-- Work required --
Please count the lines in the data below that mention the word "target", then give only the total.

-- The input --
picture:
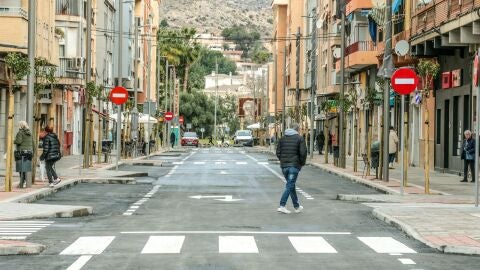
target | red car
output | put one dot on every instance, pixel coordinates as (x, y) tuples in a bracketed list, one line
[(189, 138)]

--

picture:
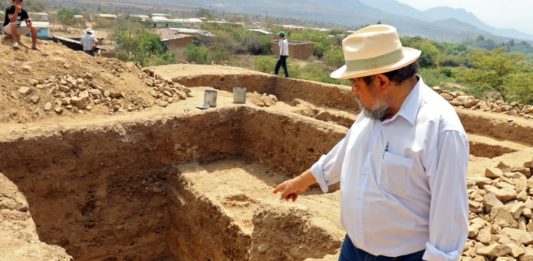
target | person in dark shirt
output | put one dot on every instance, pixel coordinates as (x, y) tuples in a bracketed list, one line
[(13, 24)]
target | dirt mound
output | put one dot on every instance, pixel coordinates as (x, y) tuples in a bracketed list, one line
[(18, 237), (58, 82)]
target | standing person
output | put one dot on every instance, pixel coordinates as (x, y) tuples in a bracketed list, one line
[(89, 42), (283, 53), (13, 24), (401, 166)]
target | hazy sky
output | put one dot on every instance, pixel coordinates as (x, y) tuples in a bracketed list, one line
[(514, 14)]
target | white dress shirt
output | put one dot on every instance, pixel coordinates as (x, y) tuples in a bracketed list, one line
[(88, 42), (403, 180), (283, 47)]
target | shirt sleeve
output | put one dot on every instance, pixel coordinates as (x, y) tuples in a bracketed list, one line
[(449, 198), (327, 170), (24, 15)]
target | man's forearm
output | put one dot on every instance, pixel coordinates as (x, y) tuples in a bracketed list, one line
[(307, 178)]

---

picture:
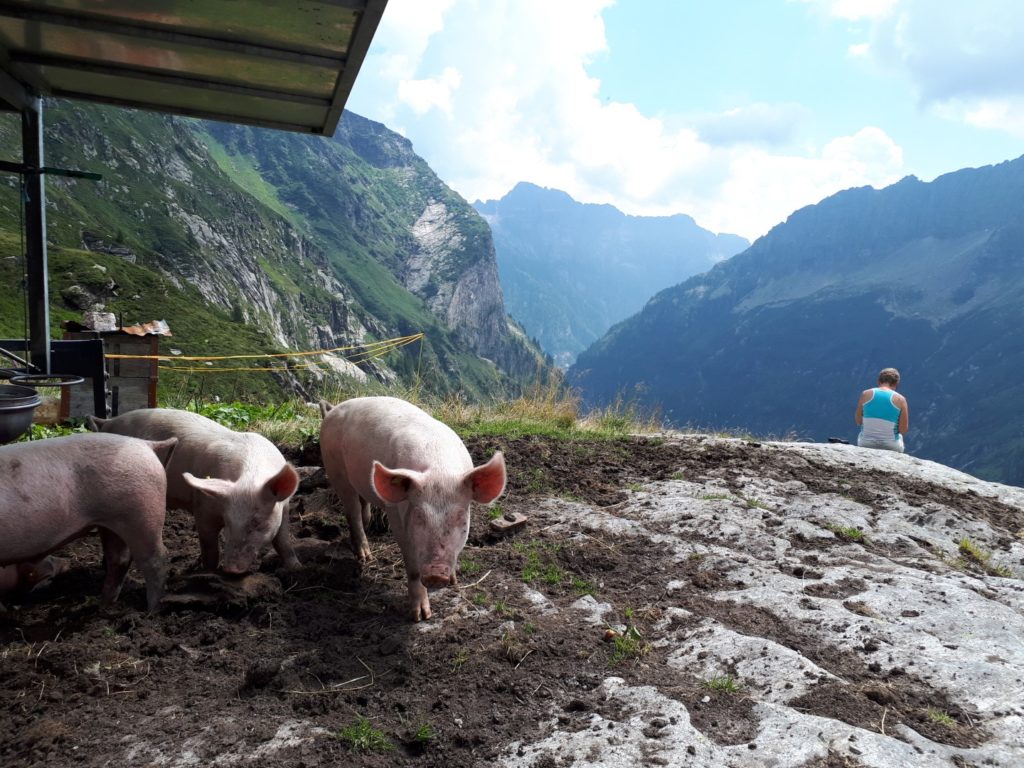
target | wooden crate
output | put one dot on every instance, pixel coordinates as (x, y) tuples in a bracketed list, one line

-- Answer to this problem --
9